__REQUEST__
Replace "rough mask" with "coarse mask" in the rows that open with the line containing "You are given" and close with the line containing "positive clicks: (13, 217)", and give back only those rows with nothing else changed.

##### SUPPLIED MATERIAL

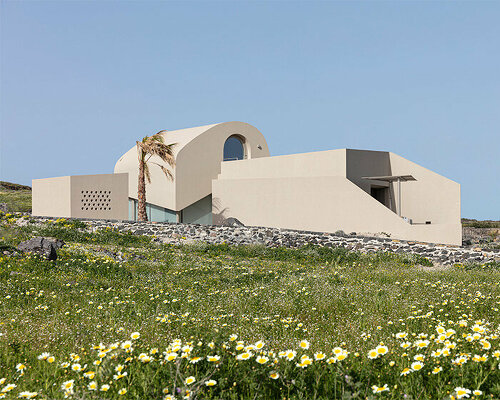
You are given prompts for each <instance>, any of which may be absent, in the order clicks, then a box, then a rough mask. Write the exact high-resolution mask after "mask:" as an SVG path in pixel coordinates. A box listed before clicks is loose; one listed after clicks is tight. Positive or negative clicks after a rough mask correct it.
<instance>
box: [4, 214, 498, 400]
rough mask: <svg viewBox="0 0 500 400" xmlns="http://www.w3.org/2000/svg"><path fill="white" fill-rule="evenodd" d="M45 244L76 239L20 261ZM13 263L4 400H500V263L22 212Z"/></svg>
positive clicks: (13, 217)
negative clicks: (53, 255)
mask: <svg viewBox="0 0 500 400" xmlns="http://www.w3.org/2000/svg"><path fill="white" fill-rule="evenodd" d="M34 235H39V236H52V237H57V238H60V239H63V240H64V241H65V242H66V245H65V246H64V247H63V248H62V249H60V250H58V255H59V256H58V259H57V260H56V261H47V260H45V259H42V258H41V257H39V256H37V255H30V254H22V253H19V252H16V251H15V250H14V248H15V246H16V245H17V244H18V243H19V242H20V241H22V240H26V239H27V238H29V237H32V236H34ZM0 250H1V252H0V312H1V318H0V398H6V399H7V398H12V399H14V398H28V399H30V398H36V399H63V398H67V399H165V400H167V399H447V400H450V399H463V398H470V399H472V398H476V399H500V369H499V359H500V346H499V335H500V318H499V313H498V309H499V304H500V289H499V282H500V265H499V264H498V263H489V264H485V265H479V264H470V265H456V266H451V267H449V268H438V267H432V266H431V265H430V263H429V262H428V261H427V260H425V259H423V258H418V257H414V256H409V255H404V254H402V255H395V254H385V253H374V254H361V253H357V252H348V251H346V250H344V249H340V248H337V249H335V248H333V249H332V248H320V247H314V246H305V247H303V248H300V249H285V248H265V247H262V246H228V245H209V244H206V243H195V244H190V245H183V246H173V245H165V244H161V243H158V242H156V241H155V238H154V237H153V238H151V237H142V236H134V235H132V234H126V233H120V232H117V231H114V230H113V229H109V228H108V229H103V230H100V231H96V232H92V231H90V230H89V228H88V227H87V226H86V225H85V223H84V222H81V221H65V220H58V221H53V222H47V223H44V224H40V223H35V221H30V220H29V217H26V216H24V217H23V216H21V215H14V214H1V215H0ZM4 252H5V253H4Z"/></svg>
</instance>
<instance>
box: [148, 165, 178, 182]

##########
##### SUPPLIED MATERIAL

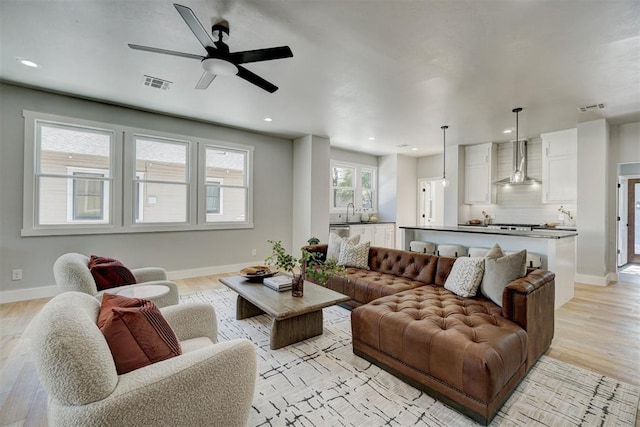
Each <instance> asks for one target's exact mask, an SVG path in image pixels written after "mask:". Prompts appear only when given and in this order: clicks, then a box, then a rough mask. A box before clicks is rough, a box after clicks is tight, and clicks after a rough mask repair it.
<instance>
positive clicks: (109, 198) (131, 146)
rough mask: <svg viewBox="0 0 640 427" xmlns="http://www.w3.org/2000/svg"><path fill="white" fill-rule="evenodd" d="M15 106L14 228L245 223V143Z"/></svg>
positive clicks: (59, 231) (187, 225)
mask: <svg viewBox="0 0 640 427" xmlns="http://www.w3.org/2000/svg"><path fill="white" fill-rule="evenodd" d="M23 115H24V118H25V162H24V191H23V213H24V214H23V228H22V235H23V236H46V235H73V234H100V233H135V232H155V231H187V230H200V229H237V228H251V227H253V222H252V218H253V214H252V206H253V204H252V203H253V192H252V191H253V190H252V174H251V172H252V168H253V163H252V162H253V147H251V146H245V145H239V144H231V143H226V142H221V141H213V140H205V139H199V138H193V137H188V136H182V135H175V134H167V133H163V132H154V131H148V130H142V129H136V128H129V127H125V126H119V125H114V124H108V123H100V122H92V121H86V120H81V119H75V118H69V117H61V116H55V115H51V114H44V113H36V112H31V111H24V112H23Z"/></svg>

##########

__WRITTEN RESPONSE__
You are given prompts for each <instance>, any of which may be absent, in the order clicks, then a box, then a coarse mask. Write the exact high-resolution mask after "mask:" as an SVG path in pixel coordinates. A box listed before clicks is loose; one listed after clicks is tight. Positive or negative clicks after a coarse mask correct it.
<instance>
box: [4, 214, 498, 400]
coarse mask: <svg viewBox="0 0 500 400" xmlns="http://www.w3.org/2000/svg"><path fill="white" fill-rule="evenodd" d="M45 244L76 239L20 261ZM13 263L4 400H500V263L22 212Z"/></svg>
positive clicks: (13, 217)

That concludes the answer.